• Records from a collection
= = = = =

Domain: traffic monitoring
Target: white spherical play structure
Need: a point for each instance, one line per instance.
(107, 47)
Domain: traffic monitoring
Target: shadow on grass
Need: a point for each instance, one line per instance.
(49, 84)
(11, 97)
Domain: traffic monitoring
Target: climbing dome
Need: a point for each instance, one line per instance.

= = = = =

• TO DO
Please repeat the records so that each one reads exactly as it does above.

• ANSWER FOR THE TASK
Domain: traffic monitoring
Target: white spherical play structure
Need: a point for each instance, one line per instance.
(107, 47)
Domain: traffic monitoring
Target: shadow on grass
Need: a point for each instance, one line per instance.
(49, 84)
(11, 97)
Domain: traffic monitoring
Target: climbing dome
Need: a point for each instance, one line per instance.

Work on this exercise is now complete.